═════ EXTRACTED ENTRIES ═════
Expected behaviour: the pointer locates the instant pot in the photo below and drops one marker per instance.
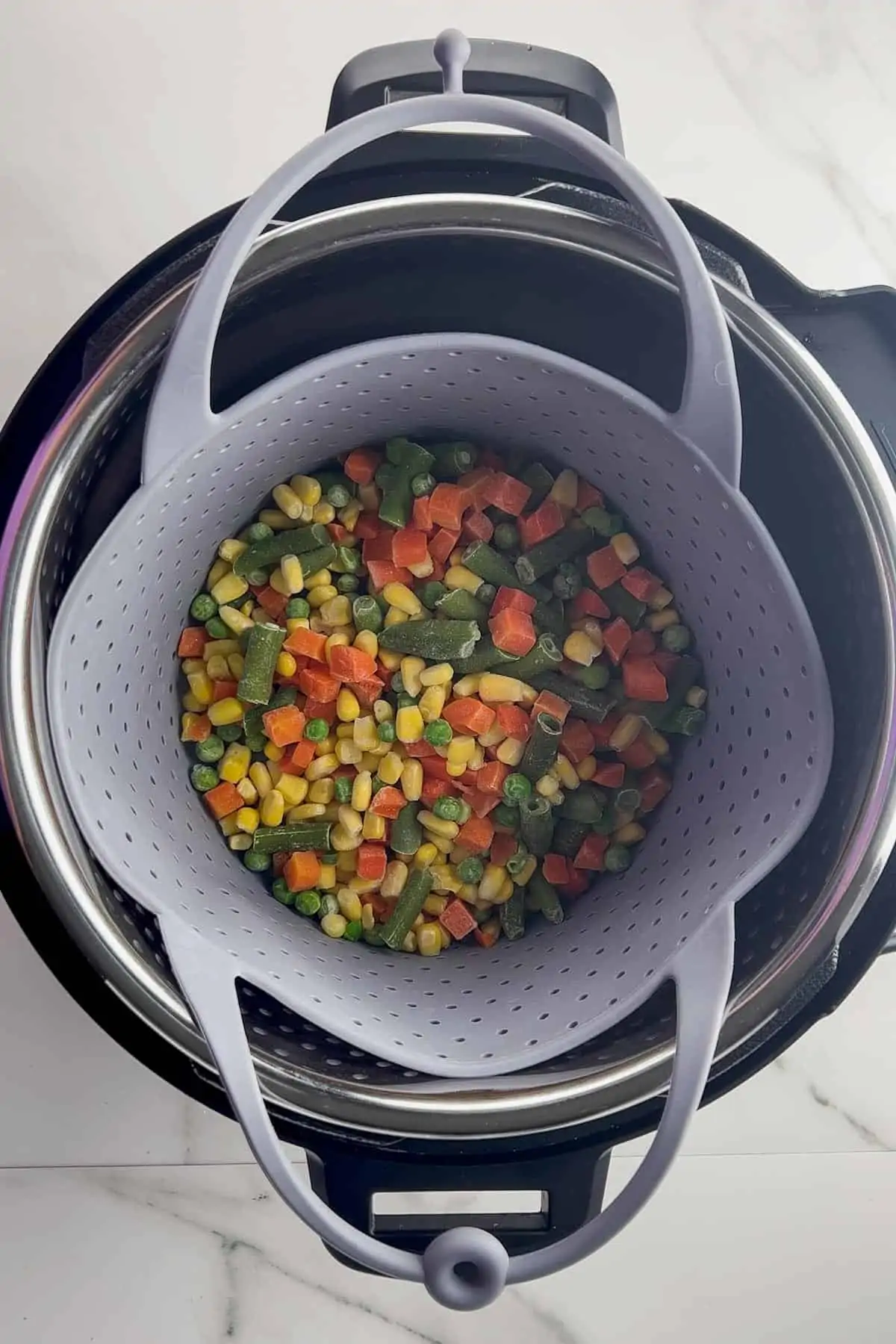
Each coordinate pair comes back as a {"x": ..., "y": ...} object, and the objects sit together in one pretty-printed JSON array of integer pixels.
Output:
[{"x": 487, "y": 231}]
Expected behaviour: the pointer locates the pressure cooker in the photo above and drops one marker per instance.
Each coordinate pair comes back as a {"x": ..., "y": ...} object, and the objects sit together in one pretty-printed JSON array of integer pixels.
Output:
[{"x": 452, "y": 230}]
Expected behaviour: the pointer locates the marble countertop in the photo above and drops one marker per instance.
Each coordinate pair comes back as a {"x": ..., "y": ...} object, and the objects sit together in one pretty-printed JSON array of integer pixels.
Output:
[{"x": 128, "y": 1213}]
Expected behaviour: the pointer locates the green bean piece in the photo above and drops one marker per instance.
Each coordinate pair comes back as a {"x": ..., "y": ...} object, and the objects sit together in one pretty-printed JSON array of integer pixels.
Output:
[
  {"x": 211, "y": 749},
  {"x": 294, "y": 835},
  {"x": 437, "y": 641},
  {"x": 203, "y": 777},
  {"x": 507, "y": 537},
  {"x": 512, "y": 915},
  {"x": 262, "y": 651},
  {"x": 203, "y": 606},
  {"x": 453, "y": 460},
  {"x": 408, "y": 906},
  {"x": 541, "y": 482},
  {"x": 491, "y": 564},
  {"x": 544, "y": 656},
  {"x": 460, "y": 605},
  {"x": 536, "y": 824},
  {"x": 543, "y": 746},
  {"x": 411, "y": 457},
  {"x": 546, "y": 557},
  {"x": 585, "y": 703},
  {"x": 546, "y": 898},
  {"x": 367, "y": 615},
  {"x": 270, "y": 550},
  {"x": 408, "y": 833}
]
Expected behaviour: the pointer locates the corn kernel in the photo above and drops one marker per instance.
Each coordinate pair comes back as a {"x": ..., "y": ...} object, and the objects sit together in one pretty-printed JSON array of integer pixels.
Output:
═════
═════ EXTRACTED ENTRIES ═════
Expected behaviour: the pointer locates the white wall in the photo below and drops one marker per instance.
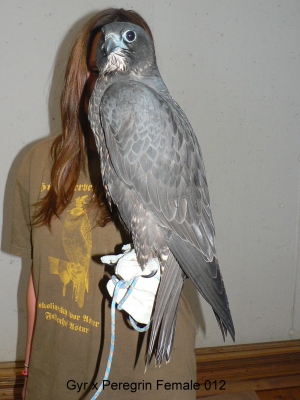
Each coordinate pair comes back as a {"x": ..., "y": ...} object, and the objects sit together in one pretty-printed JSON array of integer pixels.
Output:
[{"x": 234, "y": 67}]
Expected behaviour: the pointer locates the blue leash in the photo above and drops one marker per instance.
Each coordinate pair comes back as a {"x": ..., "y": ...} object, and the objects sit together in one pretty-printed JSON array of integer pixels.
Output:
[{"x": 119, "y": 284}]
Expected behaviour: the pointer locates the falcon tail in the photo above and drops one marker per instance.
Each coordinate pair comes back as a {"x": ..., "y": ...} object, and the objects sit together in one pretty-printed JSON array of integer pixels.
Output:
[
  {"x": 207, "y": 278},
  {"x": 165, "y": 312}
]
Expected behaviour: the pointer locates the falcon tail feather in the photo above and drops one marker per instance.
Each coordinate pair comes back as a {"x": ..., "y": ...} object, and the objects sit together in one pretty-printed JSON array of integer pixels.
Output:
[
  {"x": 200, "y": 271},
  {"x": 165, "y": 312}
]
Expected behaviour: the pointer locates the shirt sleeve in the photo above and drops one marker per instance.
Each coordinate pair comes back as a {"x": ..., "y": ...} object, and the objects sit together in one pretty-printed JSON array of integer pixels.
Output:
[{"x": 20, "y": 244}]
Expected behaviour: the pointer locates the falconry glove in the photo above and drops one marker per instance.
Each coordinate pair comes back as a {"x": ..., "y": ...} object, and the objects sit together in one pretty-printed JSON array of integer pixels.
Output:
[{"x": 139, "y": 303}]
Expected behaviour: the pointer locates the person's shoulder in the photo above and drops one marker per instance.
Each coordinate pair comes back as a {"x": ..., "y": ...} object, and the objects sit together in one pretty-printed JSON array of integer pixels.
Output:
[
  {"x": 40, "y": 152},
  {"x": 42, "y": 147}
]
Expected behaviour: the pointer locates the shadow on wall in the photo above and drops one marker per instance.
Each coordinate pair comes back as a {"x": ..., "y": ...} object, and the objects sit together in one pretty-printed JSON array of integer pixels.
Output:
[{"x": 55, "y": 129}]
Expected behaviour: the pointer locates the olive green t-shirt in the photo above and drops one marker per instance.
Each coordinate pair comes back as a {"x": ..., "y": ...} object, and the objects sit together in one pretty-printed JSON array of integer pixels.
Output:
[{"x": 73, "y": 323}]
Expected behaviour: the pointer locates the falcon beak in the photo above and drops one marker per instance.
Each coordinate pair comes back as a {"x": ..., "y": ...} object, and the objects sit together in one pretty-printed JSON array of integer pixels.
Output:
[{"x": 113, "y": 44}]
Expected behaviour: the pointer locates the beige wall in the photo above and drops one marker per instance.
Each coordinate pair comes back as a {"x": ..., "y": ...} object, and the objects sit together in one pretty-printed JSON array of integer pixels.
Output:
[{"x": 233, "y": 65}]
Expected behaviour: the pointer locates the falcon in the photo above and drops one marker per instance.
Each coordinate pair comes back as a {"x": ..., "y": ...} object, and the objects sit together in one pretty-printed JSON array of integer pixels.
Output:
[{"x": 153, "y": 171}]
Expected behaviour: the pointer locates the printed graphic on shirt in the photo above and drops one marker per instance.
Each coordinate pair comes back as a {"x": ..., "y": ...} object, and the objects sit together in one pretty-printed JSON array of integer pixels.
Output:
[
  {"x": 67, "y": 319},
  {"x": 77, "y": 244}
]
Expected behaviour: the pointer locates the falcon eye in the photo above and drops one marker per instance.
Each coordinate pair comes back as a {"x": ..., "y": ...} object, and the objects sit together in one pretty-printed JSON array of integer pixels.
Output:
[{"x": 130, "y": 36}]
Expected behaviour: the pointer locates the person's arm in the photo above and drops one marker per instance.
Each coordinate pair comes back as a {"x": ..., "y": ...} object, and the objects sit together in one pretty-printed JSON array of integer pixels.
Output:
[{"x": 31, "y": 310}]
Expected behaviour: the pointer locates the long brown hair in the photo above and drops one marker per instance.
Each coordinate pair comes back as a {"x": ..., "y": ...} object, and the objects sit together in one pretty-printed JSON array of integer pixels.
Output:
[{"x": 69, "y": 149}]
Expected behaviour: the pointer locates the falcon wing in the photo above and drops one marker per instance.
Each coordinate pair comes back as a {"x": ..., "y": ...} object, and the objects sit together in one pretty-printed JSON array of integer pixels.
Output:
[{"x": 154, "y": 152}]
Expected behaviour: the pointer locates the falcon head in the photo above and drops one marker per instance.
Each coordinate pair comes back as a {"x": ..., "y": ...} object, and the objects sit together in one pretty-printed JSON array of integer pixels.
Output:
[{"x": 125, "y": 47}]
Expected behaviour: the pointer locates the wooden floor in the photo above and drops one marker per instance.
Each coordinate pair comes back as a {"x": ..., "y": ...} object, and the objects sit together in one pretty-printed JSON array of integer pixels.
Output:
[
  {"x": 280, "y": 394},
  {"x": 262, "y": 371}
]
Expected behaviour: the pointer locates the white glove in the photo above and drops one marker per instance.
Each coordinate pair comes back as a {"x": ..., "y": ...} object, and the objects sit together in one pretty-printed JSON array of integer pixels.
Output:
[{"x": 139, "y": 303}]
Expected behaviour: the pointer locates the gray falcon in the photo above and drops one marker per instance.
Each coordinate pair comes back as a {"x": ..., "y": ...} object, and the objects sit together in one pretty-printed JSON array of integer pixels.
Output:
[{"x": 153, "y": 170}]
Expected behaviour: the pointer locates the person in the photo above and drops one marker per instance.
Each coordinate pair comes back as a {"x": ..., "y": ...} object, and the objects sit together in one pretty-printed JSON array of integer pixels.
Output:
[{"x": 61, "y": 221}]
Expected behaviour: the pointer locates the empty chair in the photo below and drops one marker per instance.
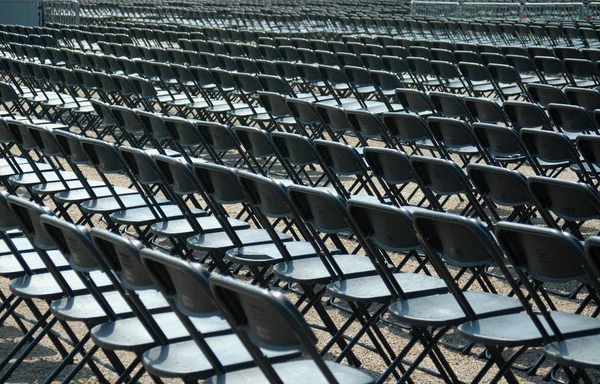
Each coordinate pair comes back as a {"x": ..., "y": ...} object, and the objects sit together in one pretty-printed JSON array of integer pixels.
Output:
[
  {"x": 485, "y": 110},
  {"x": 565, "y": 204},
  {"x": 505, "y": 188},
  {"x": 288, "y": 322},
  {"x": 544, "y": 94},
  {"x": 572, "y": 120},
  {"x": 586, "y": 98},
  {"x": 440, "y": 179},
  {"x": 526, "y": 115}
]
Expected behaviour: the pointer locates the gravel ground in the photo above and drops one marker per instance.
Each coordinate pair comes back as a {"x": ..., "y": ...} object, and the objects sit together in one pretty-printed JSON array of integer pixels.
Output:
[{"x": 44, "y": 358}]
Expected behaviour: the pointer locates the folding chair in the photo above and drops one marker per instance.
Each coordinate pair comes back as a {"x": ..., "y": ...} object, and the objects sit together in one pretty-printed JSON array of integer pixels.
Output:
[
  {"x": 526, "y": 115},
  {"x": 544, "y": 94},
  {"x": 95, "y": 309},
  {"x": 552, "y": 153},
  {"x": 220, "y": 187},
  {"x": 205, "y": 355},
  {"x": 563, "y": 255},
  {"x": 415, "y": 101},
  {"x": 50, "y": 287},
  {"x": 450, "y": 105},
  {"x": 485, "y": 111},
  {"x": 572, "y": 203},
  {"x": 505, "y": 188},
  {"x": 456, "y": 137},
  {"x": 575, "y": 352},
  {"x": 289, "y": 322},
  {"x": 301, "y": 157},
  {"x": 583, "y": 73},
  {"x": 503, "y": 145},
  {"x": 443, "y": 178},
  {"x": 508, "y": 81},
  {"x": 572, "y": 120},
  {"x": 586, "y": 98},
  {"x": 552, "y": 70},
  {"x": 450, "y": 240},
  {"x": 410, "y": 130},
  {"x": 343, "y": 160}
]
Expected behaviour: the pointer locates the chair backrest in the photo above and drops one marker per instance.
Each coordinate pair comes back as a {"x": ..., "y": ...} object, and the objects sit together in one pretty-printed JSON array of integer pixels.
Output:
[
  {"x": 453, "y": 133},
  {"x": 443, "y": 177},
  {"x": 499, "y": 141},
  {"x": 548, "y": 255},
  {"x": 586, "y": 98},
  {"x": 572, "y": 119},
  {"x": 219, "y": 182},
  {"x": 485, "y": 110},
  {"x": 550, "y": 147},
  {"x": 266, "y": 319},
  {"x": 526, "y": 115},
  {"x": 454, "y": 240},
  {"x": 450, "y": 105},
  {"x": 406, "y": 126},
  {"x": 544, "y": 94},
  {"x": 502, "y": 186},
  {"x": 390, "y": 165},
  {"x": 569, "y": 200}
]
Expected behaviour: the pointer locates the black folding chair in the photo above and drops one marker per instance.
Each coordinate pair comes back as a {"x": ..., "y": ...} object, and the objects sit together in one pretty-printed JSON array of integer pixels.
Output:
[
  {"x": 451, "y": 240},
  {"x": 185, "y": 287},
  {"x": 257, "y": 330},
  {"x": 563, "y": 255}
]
═════
═════ EXTRACTED ENTRIES ═════
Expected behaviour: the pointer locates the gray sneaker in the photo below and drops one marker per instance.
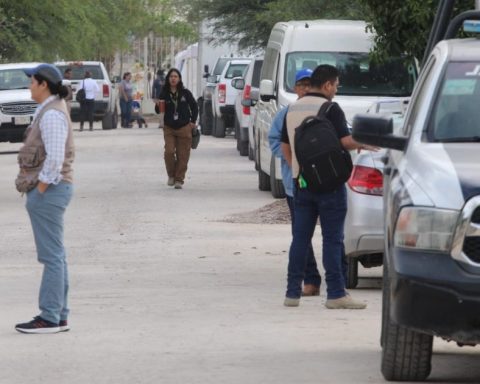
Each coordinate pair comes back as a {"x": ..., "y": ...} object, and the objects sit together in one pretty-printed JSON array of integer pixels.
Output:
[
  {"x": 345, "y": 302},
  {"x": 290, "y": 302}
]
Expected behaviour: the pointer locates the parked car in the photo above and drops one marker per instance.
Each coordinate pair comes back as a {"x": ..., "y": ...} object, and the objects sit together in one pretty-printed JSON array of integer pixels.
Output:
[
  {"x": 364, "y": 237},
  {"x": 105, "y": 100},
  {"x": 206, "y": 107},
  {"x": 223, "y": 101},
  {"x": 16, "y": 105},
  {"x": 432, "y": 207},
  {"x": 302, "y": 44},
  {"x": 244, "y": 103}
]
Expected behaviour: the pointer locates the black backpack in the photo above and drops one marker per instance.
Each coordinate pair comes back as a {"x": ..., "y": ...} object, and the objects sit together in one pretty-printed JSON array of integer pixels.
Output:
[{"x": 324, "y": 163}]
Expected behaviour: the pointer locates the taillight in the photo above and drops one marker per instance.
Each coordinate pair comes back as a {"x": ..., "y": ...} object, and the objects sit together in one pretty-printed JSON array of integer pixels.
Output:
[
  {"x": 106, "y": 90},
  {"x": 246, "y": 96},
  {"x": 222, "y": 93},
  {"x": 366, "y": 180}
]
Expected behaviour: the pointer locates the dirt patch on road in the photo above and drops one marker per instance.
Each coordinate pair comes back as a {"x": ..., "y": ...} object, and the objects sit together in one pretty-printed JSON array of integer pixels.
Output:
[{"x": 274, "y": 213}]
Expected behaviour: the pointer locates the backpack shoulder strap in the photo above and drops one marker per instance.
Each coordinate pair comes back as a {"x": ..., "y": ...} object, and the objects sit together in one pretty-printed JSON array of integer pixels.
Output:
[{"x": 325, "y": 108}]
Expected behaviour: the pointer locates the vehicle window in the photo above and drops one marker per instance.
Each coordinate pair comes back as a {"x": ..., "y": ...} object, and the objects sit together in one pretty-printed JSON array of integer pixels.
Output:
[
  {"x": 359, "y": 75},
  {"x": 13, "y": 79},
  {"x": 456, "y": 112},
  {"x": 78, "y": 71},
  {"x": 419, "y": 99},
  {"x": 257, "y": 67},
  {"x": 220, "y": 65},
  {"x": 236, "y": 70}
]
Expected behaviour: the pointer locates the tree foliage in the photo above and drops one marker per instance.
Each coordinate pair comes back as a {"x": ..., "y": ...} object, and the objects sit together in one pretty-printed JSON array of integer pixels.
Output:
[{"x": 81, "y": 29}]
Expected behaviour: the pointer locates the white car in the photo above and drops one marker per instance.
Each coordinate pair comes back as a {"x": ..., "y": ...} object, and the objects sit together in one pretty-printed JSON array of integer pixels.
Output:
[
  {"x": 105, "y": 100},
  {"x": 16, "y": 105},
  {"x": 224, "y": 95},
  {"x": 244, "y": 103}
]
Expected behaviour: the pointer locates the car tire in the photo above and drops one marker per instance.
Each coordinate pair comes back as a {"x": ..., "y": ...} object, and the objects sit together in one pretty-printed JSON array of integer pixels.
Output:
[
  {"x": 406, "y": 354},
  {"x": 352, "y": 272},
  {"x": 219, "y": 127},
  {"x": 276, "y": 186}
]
═════
(WRITTEN INSTRUCTION): Show every line above that contains the string "black". Case counts.

(RESPONSE TO THE EXERCISE):
Expected behaviour: the pointer locates the black folding chair in the photo above and drops one marker per instance.
Expected behaviour: the pointer locates the black backpack in the photo above and drops one marker per instance.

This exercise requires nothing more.